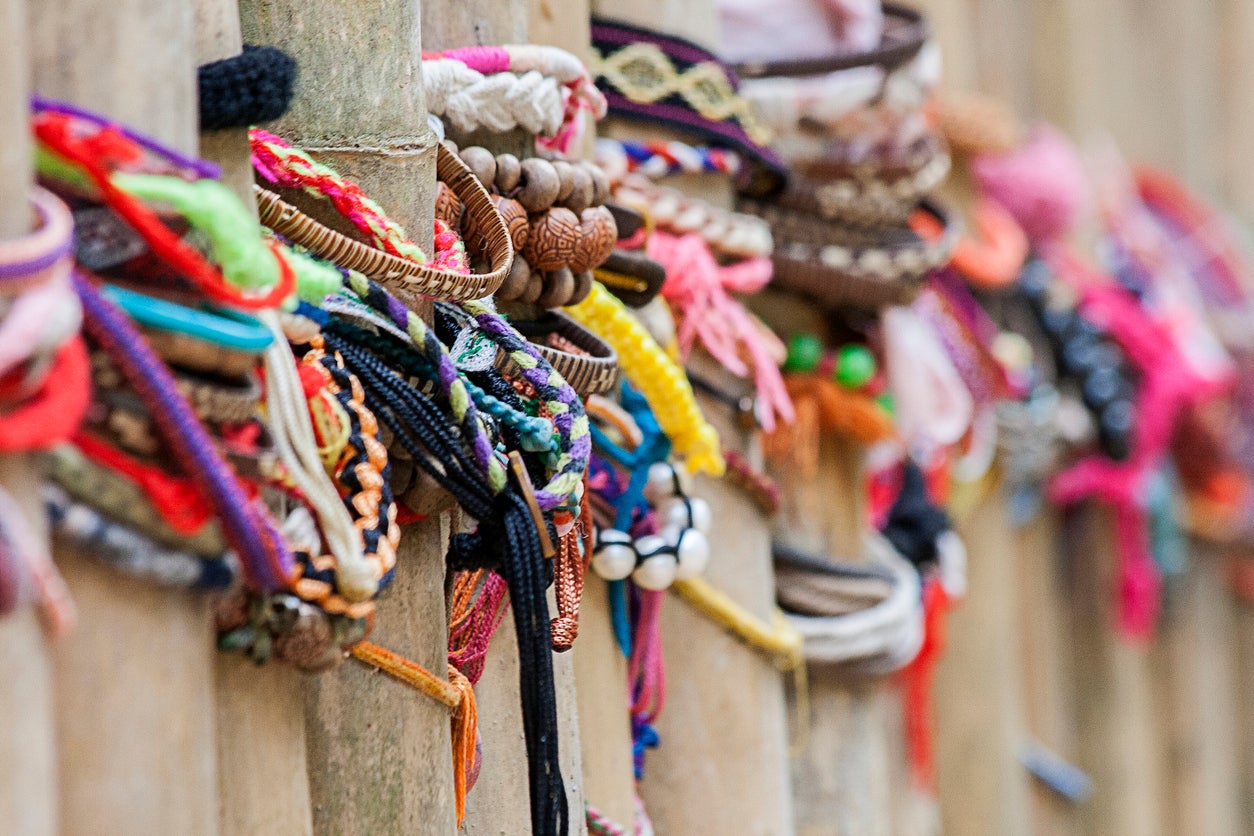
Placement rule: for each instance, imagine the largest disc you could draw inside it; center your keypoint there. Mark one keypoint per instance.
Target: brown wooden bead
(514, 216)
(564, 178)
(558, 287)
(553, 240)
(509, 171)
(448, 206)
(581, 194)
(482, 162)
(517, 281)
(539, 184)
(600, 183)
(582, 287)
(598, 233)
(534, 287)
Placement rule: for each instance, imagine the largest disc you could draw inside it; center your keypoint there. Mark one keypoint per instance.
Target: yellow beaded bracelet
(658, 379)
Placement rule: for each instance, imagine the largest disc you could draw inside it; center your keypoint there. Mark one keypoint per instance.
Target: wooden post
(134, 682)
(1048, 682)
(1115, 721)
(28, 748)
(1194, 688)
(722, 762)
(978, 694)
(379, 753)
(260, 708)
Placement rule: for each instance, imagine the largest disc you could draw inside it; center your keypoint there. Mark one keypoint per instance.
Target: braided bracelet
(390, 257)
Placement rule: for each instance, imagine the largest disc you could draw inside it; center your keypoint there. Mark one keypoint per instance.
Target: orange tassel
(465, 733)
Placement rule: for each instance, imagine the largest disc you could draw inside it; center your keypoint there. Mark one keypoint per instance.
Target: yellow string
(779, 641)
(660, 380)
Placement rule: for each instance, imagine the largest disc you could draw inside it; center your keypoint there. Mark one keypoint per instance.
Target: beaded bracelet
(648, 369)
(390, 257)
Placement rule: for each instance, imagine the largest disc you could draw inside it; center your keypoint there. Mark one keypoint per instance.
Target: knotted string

...

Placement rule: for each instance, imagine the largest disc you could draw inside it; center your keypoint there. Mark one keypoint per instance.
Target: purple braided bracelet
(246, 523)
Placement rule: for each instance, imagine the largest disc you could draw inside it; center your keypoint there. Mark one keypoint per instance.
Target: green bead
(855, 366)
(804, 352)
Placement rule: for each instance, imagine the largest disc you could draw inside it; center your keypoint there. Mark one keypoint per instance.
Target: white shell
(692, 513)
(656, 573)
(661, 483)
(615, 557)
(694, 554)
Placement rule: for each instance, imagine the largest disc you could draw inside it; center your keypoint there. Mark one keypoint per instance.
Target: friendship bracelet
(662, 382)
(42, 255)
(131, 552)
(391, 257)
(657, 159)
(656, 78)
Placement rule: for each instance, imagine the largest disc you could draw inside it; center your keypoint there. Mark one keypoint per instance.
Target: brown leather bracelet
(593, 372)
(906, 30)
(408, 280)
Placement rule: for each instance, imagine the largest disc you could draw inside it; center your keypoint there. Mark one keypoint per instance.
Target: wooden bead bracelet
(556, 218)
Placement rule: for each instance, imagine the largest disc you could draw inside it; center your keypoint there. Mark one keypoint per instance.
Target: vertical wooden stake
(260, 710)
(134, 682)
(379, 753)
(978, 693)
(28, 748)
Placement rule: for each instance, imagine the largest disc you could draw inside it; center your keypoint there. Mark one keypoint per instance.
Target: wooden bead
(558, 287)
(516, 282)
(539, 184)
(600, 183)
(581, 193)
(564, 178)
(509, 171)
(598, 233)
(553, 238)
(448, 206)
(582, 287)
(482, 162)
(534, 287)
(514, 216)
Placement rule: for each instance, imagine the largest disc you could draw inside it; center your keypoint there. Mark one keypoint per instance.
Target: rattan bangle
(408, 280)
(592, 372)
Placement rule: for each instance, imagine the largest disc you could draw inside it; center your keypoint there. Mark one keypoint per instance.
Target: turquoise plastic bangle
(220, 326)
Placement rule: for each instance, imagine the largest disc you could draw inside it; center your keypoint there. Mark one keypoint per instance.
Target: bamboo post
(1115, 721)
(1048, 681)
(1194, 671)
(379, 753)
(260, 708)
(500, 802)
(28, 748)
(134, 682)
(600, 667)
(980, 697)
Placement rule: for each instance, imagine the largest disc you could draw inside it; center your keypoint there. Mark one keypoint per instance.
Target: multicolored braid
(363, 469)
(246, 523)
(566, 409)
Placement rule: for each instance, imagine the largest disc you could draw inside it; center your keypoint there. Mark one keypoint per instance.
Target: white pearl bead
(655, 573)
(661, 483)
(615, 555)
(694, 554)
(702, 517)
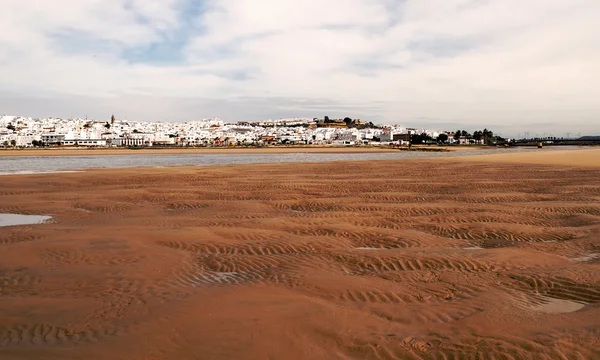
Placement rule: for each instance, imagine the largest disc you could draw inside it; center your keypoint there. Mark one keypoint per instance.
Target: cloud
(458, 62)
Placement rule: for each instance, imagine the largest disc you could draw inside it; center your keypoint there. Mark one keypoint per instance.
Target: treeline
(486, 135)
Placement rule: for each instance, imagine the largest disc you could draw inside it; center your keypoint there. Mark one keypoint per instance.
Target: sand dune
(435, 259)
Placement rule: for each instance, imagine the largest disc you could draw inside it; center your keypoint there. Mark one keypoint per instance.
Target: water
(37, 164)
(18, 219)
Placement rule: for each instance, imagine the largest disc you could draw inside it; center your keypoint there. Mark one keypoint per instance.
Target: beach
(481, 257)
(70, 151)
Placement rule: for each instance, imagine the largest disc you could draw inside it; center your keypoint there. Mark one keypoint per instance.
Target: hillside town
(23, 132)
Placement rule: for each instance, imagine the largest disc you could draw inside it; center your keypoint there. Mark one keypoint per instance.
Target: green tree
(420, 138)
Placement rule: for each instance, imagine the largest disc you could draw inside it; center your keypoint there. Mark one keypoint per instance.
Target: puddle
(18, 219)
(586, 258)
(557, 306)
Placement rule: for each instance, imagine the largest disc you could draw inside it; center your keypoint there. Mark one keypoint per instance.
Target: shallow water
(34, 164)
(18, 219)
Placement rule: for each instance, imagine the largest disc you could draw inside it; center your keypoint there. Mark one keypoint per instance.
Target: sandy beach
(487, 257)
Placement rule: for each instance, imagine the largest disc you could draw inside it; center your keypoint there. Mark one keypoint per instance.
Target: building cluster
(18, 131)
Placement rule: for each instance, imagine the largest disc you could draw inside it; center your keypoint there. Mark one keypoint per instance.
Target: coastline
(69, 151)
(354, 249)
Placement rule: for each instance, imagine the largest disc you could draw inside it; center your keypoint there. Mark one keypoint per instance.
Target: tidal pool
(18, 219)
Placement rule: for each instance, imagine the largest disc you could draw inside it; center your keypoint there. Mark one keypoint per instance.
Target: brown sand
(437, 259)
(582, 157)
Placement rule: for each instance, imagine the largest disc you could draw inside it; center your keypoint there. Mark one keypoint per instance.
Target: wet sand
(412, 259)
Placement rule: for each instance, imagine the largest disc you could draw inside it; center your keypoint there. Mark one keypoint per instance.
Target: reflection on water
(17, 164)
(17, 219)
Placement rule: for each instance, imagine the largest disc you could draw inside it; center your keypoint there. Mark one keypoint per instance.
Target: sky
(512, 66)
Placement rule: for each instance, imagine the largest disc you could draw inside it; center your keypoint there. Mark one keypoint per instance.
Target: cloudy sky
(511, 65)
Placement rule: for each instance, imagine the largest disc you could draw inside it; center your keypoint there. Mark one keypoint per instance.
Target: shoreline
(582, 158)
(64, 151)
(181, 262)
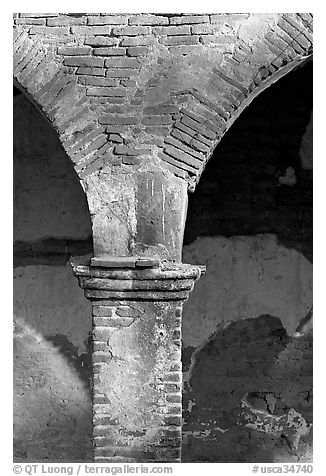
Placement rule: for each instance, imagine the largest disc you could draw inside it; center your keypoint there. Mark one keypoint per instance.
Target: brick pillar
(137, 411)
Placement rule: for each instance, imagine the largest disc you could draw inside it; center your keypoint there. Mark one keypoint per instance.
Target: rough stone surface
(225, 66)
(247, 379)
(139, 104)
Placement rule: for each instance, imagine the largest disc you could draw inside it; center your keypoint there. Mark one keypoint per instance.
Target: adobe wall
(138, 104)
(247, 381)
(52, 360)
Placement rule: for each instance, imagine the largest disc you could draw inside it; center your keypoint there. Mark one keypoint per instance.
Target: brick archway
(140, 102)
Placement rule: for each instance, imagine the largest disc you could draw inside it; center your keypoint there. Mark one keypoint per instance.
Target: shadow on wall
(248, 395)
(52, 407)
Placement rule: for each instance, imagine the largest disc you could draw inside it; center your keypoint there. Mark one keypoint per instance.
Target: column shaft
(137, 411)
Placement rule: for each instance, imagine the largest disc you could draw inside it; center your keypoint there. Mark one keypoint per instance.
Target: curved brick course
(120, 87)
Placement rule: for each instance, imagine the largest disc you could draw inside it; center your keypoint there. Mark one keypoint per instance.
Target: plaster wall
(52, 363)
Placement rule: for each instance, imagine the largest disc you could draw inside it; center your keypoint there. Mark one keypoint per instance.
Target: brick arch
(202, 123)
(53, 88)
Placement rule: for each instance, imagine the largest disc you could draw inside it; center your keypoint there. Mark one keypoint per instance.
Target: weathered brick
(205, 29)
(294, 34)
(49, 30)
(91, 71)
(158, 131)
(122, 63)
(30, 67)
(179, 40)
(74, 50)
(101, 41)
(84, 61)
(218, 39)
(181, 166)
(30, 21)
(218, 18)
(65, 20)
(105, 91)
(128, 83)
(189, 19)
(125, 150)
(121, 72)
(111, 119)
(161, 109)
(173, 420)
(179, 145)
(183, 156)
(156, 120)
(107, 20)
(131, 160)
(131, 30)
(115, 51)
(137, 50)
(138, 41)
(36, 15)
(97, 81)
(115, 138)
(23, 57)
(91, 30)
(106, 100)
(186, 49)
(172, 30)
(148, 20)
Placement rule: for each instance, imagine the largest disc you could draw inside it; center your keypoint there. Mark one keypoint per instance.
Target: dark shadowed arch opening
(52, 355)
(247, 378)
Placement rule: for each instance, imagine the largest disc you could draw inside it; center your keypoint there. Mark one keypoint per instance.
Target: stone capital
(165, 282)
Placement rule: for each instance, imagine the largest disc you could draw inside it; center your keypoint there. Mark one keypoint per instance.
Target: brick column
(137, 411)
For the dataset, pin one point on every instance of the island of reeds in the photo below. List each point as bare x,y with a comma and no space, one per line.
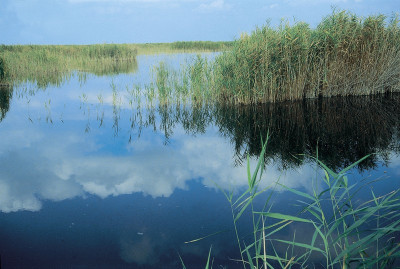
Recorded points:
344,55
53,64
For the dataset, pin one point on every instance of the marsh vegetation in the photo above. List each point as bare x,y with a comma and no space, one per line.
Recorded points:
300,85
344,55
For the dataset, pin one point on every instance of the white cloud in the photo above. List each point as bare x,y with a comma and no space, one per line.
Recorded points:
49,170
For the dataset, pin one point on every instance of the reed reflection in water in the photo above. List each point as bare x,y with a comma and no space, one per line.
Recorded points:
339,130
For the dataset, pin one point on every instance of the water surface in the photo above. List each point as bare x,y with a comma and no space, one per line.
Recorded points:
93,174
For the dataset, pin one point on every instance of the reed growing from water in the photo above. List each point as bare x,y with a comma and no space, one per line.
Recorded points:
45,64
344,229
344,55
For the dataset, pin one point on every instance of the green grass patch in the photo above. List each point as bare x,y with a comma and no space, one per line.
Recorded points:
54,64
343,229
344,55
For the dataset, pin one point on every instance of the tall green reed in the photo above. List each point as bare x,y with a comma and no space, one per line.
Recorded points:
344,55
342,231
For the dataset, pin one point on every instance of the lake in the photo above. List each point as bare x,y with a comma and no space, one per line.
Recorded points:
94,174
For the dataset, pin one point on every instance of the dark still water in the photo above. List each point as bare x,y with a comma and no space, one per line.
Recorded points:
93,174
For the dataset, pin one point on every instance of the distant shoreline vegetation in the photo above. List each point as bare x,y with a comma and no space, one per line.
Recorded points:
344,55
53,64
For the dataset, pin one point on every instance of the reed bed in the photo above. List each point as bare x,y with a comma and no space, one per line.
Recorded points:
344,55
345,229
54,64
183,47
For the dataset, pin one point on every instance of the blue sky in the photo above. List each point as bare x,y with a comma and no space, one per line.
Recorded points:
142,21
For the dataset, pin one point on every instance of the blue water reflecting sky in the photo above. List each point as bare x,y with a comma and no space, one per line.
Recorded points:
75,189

--

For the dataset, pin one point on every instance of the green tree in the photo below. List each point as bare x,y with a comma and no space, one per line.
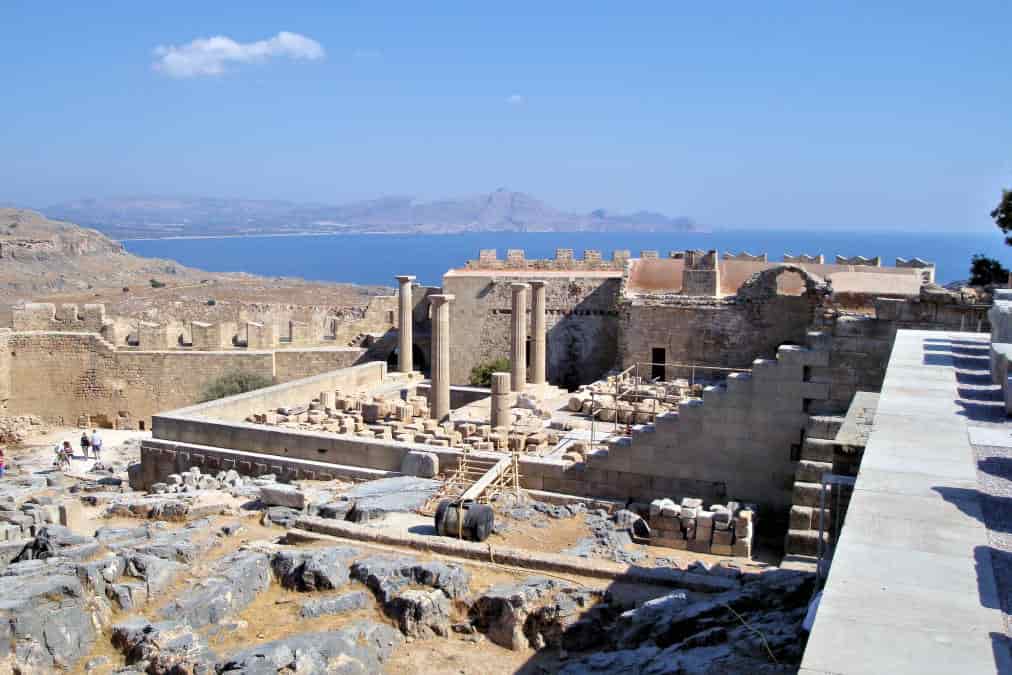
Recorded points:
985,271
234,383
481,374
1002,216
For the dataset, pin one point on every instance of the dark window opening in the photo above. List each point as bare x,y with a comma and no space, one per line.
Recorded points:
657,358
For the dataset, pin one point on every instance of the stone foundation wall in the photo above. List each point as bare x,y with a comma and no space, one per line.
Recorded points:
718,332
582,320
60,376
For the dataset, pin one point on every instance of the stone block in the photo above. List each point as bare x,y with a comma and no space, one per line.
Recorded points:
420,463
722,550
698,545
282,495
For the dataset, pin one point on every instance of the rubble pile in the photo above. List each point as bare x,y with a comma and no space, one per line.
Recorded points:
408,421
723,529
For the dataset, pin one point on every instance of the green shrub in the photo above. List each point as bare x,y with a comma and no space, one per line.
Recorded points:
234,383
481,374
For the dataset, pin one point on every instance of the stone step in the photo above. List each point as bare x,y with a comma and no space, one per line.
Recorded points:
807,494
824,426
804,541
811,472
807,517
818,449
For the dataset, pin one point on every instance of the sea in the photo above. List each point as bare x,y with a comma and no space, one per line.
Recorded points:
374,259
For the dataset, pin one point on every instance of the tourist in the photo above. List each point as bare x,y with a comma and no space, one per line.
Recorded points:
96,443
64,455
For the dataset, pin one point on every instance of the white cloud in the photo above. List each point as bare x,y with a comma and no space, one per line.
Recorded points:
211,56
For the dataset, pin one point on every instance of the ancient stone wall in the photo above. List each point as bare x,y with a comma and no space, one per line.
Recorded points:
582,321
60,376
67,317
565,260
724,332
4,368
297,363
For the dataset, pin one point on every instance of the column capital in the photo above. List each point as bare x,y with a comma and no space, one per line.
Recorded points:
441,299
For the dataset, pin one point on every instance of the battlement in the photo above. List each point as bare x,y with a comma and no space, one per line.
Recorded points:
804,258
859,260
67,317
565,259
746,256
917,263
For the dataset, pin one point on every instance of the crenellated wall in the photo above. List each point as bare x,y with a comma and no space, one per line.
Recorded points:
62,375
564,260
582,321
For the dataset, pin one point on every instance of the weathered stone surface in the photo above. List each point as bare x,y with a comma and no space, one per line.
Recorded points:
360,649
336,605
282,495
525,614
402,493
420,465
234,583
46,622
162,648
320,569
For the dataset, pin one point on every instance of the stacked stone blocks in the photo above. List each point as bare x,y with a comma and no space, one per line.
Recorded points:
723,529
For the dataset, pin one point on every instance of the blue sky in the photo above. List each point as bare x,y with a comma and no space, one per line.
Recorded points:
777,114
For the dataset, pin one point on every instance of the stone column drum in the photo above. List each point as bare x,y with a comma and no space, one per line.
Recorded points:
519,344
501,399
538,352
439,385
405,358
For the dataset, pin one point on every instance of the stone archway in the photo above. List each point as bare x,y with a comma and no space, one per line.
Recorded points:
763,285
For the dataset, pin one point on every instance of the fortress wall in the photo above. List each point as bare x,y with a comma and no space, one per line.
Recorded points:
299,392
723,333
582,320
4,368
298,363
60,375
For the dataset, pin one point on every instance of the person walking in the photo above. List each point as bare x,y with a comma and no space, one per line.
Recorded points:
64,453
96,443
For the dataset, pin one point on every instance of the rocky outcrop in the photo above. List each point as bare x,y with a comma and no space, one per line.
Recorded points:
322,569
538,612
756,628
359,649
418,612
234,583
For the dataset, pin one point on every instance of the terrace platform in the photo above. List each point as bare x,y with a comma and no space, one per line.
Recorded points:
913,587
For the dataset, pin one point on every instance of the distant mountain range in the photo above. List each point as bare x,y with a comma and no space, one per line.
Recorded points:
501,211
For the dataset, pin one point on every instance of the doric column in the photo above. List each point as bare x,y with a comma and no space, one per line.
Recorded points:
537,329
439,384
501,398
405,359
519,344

* YOUR INSTRUCTIONS *
How many lines in the entries above contain the word "reflection", with case counting? Reply with the number alone.

* TASK RESULT *
2